Count the lines in the following data that include "step". Please write only the number.

── RECORDS TO PROCESS ──

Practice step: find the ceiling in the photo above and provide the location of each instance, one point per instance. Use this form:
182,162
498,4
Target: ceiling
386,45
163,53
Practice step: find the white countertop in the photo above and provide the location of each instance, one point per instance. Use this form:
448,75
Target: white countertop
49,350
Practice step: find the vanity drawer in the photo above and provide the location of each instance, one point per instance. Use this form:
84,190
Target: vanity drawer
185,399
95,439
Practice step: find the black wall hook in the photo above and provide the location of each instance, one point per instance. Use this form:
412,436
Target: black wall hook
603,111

───
── RECORDS TO PROCESS ──

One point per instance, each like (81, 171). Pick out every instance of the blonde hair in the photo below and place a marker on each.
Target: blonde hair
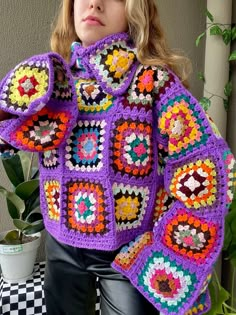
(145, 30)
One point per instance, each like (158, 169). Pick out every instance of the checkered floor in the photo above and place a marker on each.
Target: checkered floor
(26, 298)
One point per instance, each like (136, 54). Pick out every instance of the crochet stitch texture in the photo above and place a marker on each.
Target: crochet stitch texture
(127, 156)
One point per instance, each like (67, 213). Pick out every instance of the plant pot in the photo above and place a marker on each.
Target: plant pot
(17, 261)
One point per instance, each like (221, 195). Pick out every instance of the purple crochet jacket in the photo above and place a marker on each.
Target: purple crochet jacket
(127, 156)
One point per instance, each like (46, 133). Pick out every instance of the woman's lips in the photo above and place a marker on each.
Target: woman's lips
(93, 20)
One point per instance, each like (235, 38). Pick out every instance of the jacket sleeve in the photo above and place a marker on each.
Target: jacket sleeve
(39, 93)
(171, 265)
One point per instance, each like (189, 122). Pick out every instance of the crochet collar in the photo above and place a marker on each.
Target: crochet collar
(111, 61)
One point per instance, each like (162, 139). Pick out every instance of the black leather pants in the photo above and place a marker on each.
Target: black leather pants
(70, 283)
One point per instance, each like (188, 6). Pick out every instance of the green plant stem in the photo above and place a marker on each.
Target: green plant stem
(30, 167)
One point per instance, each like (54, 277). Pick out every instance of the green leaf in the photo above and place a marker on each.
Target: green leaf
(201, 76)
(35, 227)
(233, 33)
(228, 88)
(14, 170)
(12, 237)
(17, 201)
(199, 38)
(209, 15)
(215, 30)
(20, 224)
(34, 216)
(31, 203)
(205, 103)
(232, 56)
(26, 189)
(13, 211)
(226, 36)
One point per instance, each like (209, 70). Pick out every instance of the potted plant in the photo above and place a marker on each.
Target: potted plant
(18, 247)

───

* [ANSWER SPACE] 4